* begin Data for the task *
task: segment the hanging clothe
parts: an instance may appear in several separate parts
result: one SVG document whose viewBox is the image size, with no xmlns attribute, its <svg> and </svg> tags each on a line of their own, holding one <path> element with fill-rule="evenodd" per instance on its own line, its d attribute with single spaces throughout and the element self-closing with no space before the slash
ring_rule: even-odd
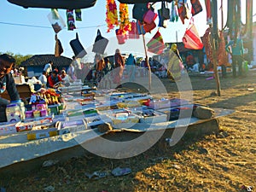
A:
<svg viewBox="0 0 256 192">
<path fill-rule="evenodd" d="M 194 16 L 202 11 L 202 7 L 201 7 L 199 0 L 190 0 L 190 3 L 192 4 L 192 8 L 191 8 L 192 16 Z"/>
<path fill-rule="evenodd" d="M 187 3 L 185 3 L 184 0 L 183 0 L 183 3 L 177 3 L 177 12 L 178 16 L 182 21 L 183 24 L 185 23 L 185 19 L 189 19 L 188 17 L 188 9 L 187 9 Z"/>
<path fill-rule="evenodd" d="M 212 11 L 211 11 L 211 0 L 205 0 L 207 9 L 207 25 L 212 24 Z"/>
<path fill-rule="evenodd" d="M 177 21 L 177 20 L 178 20 L 178 15 L 177 13 L 176 5 L 174 2 L 172 2 L 170 21 L 174 22 L 174 21 Z"/>
<path fill-rule="evenodd" d="M 67 30 L 73 31 L 76 29 L 75 20 L 73 17 L 73 10 L 67 9 Z"/>
<path fill-rule="evenodd" d="M 63 53 L 63 48 L 61 41 L 58 39 L 57 34 L 55 34 L 55 56 L 59 57 Z"/>
<path fill-rule="evenodd" d="M 114 26 L 119 25 L 117 7 L 114 0 L 107 0 L 106 22 L 108 32 L 113 29 Z"/>
<path fill-rule="evenodd" d="M 75 9 L 75 14 L 76 14 L 76 20 L 82 20 L 82 12 L 81 9 Z"/>
</svg>

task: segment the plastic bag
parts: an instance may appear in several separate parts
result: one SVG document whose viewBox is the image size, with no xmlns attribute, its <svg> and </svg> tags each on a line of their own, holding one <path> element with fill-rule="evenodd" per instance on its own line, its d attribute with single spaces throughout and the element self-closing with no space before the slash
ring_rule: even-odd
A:
<svg viewBox="0 0 256 192">
<path fill-rule="evenodd" d="M 63 19 L 60 16 L 56 9 L 52 9 L 47 17 L 55 33 L 58 33 L 66 26 Z"/>
</svg>

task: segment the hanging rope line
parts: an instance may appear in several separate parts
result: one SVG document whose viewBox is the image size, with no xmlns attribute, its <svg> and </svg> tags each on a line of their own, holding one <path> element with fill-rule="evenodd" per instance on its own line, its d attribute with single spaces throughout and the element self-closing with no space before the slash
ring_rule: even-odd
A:
<svg viewBox="0 0 256 192">
<path fill-rule="evenodd" d="M 9 25 L 9 26 L 28 26 L 28 27 L 35 27 L 35 28 L 44 28 L 44 29 L 52 29 L 51 26 L 34 26 L 34 25 L 27 25 L 27 24 L 20 24 L 20 23 L 9 23 L 9 22 L 2 22 L 0 24 L 3 25 Z M 86 29 L 86 28 L 97 28 L 100 26 L 107 26 L 106 24 L 97 25 L 97 26 L 81 26 L 78 27 L 77 29 Z M 67 27 L 65 27 L 67 28 Z"/>
</svg>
* end Data for the task *
- What is asked
Please print all of the data above line for line, without any change, but leave the pictures out.

- Response to this exercise
task: segment the hanging clothe
parts: an instance may appear in several separate parts
result: one SVG document whose viewBox is the image size, with no xmlns attribute, its <svg> and </svg> tags each on a line of their own, holding one <path> element with fill-rule="evenodd" per instance on its own line, its d attribute with single spaces throughout and the element self-closing with no space before the slash
ring_rule: even-odd
A:
<svg viewBox="0 0 256 192">
<path fill-rule="evenodd" d="M 194 16 L 202 11 L 202 7 L 201 7 L 199 0 L 190 0 L 190 3 L 192 4 L 192 8 L 191 8 L 192 16 Z"/>
<path fill-rule="evenodd" d="M 187 3 L 185 3 L 184 0 L 183 0 L 183 3 L 177 3 L 177 12 L 178 16 L 182 21 L 183 24 L 185 23 L 185 19 L 189 19 L 188 17 L 188 9 L 187 9 Z"/>
<path fill-rule="evenodd" d="M 212 11 L 211 11 L 211 0 L 205 0 L 207 9 L 207 25 L 212 24 Z"/>
<path fill-rule="evenodd" d="M 177 21 L 177 20 L 178 20 L 178 15 L 177 13 L 176 5 L 174 2 L 172 2 L 170 21 L 174 22 L 174 21 Z"/>
<path fill-rule="evenodd" d="M 67 30 L 73 31 L 76 29 L 75 20 L 73 17 L 73 10 L 67 9 Z"/>
<path fill-rule="evenodd" d="M 63 53 L 63 48 L 61 41 L 58 39 L 57 34 L 55 34 L 55 56 L 59 57 Z"/>
<path fill-rule="evenodd" d="M 114 26 L 119 25 L 117 7 L 114 0 L 107 0 L 106 22 L 108 32 L 113 29 Z"/>
<path fill-rule="evenodd" d="M 75 9 L 75 14 L 76 14 L 76 20 L 82 20 L 82 12 L 81 9 Z"/>
</svg>

task: segment the plastic bag
parts: an instance may appear in several separate parts
result: one SVG document whose viewBox is the image size, with no xmlns attribute, its <svg> and </svg> tags each on a line of their own, holding one <path> element with fill-rule="evenodd" per instance on its own line, its d attribute with single spaces throughout and the element self-closing with no space before the slash
ring_rule: even-odd
A:
<svg viewBox="0 0 256 192">
<path fill-rule="evenodd" d="M 63 19 L 60 16 L 56 9 L 52 9 L 47 17 L 55 33 L 58 33 L 66 26 Z"/>
</svg>

task: segment the hanging rope line
parts: an instance may appear in several separate parts
result: one SVG document whose viewBox is the image size, with no xmlns attribute, its <svg> and </svg> tags each on a line of their own, holding one <path> element with fill-rule="evenodd" per instance on its own line, its d attribute with single spaces throughout and the element self-closing with no space before the slash
ring_rule: even-odd
A:
<svg viewBox="0 0 256 192">
<path fill-rule="evenodd" d="M 9 25 L 9 26 L 28 26 L 28 27 L 35 27 L 35 28 L 44 28 L 44 29 L 52 29 L 51 26 L 34 26 L 34 25 L 27 25 L 27 24 L 20 24 L 20 23 L 9 23 L 9 22 L 2 22 L 0 24 L 3 25 Z M 86 29 L 86 28 L 97 28 L 100 26 L 107 26 L 106 24 L 97 25 L 97 26 L 81 26 L 78 27 L 77 29 Z M 67 27 L 65 27 L 67 28 Z"/>
</svg>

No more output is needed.